Meaning, Process and Characteristics of Controlling in Management
Controlling in management is a function that ensures efficient and effective use of all the available resources. Controlling in management refers to the systematic process that an organization implements to evaluate its progress in achieving its predetermined goals. This process involves monitoring the execution of the plan and correcting any deviations that may arise. The controlling process entails monitoring the execution of the plan and correcting any deviations that may arise. The purpose of control is to ensure that the organization stays on track and achieves its objectives. By controlling function, people can be managed and motivated efficiently and effectively and by leveraging technology and data analytics, managers can achieve optimal results and drive organizational success.
Table of Content:-
Meaning of Controlling
Controlling is one of the essential functions of management in every organisation. The controlling function ensures that activities in an organization are performed as per the plans. The management process is incomplete and many times useless without the control function. The control function is concerned with ensuring that planning, organising, staffing, and leading functions results in the attainment of organisational objectives. Controlling refers to the evaluation of performance and the implementation of corrective actions to accomplish organisational objectives. In other words, control is a tool that helps organisation measure and compares their actual progress with their established plan.

** Problems and tasks **
1. Lay out the entries as a numbered list, starting at their first line and stopping after the line that contains "M 731 666 L", with both ends included. Skip blank lines and leave the pictures out.
2. Carry on the text about controlling in management from the point where it stops.

** Material supplied **
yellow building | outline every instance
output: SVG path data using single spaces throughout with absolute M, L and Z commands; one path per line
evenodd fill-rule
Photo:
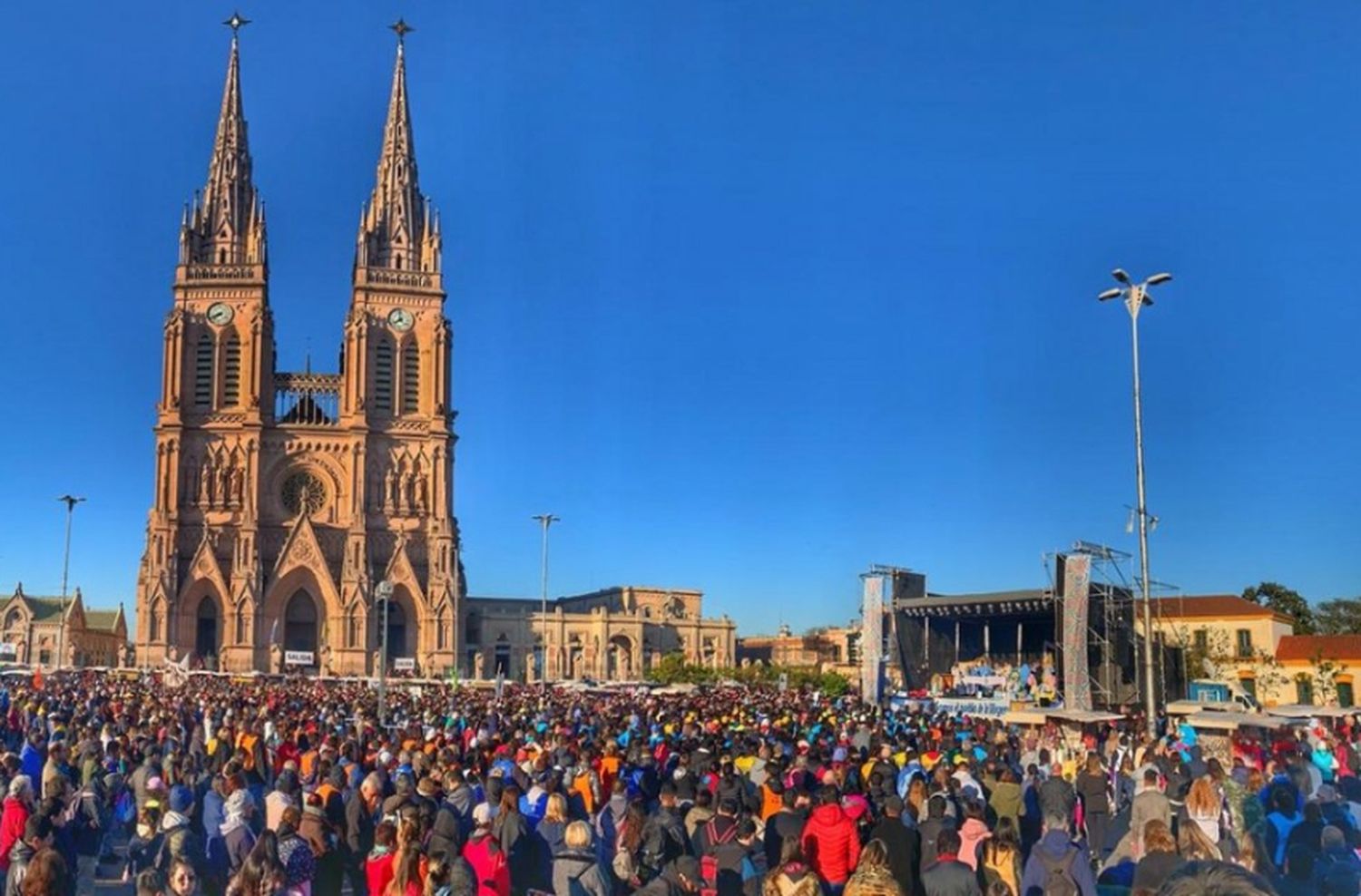
M 1237 681 L 1267 707 L 1353 706 L 1361 635 L 1296 635 L 1289 616 L 1236 594 L 1158 598 L 1153 630 L 1181 651 L 1187 678 Z
M 731 666 L 736 624 L 705 619 L 701 602 L 694 590 L 627 585 L 551 600 L 544 616 L 538 600 L 468 597 L 464 668 L 475 678 L 538 681 L 544 636 L 551 680 L 636 681 L 671 653 Z
M 120 666 L 127 658 L 122 606 L 88 609 L 80 589 L 69 598 L 24 594 L 23 585 L 0 606 L 0 661 L 56 666 Z

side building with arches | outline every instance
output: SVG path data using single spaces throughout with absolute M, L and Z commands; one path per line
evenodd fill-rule
M 460 668 L 474 678 L 638 681 L 672 653 L 731 668 L 736 623 L 705 619 L 702 598 L 625 585 L 550 600 L 544 613 L 539 598 L 468 597 Z
M 0 662 L 33 666 L 121 666 L 128 620 L 118 609 L 86 606 L 80 589 L 71 597 L 24 594 L 23 583 L 0 598 Z M 61 653 L 65 651 L 65 657 Z
M 275 364 L 264 204 L 233 35 L 163 325 L 136 661 L 370 674 L 460 657 L 452 328 L 397 48 L 335 373 Z M 391 604 L 377 583 L 393 586 Z M 387 638 L 384 639 L 384 631 Z

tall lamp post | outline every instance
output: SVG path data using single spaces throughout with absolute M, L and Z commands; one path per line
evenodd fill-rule
M 61 661 L 67 655 L 67 572 L 71 570 L 71 519 L 75 517 L 76 504 L 84 502 L 84 498 L 63 495 L 57 500 L 67 506 L 67 548 L 61 556 L 61 624 L 57 625 L 57 669 L 61 669 Z
M 1119 287 L 1106 290 L 1097 296 L 1101 302 L 1123 299 L 1130 313 L 1130 340 L 1134 352 L 1134 477 L 1138 488 L 1139 506 L 1139 591 L 1143 598 L 1143 711 L 1149 717 L 1149 737 L 1158 736 L 1158 703 L 1153 693 L 1153 604 L 1149 593 L 1149 506 L 1143 495 L 1143 400 L 1139 393 L 1139 311 L 1153 305 L 1149 287 L 1166 283 L 1170 273 L 1155 273 L 1142 283 L 1134 283 L 1130 275 L 1116 268 L 1111 272 Z
M 382 581 L 374 589 L 382 601 L 382 631 L 378 632 L 378 727 L 388 718 L 388 610 L 392 608 L 392 582 Z
M 555 522 L 562 522 L 558 517 L 553 514 L 536 514 L 532 519 L 538 519 L 539 525 L 543 528 L 543 556 L 539 563 L 540 581 L 539 581 L 539 615 L 543 617 L 543 634 L 542 638 L 542 674 L 543 674 L 543 689 L 548 689 L 548 526 Z

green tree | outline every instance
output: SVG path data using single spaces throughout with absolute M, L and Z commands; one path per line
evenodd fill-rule
M 1304 596 L 1298 591 L 1288 589 L 1283 585 L 1277 582 L 1252 585 L 1243 589 L 1243 600 L 1270 606 L 1282 616 L 1289 616 L 1296 635 L 1312 635 L 1315 632 L 1313 609 L 1309 606 L 1309 601 L 1304 600 Z
M 1361 597 L 1323 601 L 1313 610 L 1313 621 L 1320 635 L 1356 635 L 1361 632 Z

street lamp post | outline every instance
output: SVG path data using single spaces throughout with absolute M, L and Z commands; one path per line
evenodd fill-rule
M 61 556 L 61 621 L 57 625 L 57 669 L 61 669 L 61 661 L 67 653 L 67 572 L 71 570 L 71 518 L 75 517 L 76 504 L 82 503 L 84 498 L 63 495 L 57 500 L 67 506 L 67 548 Z
M 542 638 L 542 662 L 540 673 L 543 676 L 543 689 L 548 689 L 548 526 L 555 522 L 562 522 L 558 517 L 553 514 L 536 514 L 532 519 L 538 519 L 539 525 L 543 528 L 543 556 L 540 557 L 539 570 L 539 615 L 543 617 L 543 632 Z
M 388 610 L 392 606 L 392 582 L 378 582 L 374 591 L 382 601 L 382 631 L 378 632 L 382 644 L 378 649 L 378 727 L 382 727 L 388 718 Z
M 1143 494 L 1143 398 L 1139 392 L 1139 311 L 1153 305 L 1149 287 L 1155 287 L 1172 279 L 1170 273 L 1155 273 L 1142 283 L 1130 280 L 1130 275 L 1116 268 L 1111 276 L 1120 284 L 1097 296 L 1101 302 L 1124 299 L 1130 311 L 1130 341 L 1134 354 L 1134 479 L 1139 506 L 1139 591 L 1143 598 L 1143 711 L 1147 715 L 1149 737 L 1158 736 L 1158 704 L 1153 692 L 1153 602 L 1149 593 L 1149 506 Z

** Written answers **
1.
1. yellow building | outline every instance
2. output: SVG path data using single spaces throughout with absolute M, L and Z commands; one path per line
3. evenodd fill-rule
4. Photo:
5. M 1237 681 L 1267 707 L 1353 706 L 1361 635 L 1296 635 L 1289 616 L 1236 594 L 1158 598 L 1153 630 L 1181 651 L 1187 678 Z
6. M 731 666 L 736 624 L 705 619 L 701 602 L 694 590 L 627 585 L 551 600 L 544 616 L 538 600 L 468 597 L 464 668 L 475 678 L 538 681 L 544 636 L 551 680 L 636 681 L 671 653 Z

2.
According to Henry Fayol, “Control of an undertaking consists of seeing that everything is being carried out in accordance with the plan which has been adopted, the orders which have been given, and the principles which have been laid down. Its object is to point out mistakes in order that they may be rectified sit prevented from recurring”
According to EFL Breach, “Control is checking current performance against pre-determined standards contained in the plans, with a view to ensure adequate progress and satisfactory performance”
According to Reeves and Woodward, “Control refers to the task of ensuring that activities are producing the desired results. Controls in this sense are limited to monitoring the outcome of activities, reviewing feedback information about this outcome, and if necessary, taking corrective answers”
According to Robert N. Anthony, “Management control is the process by which managers assure that resources are obtained and used effectively and efficiently in the accomplishment of an organisation’s objectives”
According to H. Koontz and O’Donnell, “Controlling is the measuring and correcting of activities of subordinates to ensure that events conform to plans”.
Effective controls ensure that all work conforms to plans adopted, instructions issued and principles established. It ensures that organisational resources are utilised effectively and efficiently to achieve the planned goals. It measures the deviation of actual performance from the standard performance discovers the causes of such deviations and helps in taking corrective actions.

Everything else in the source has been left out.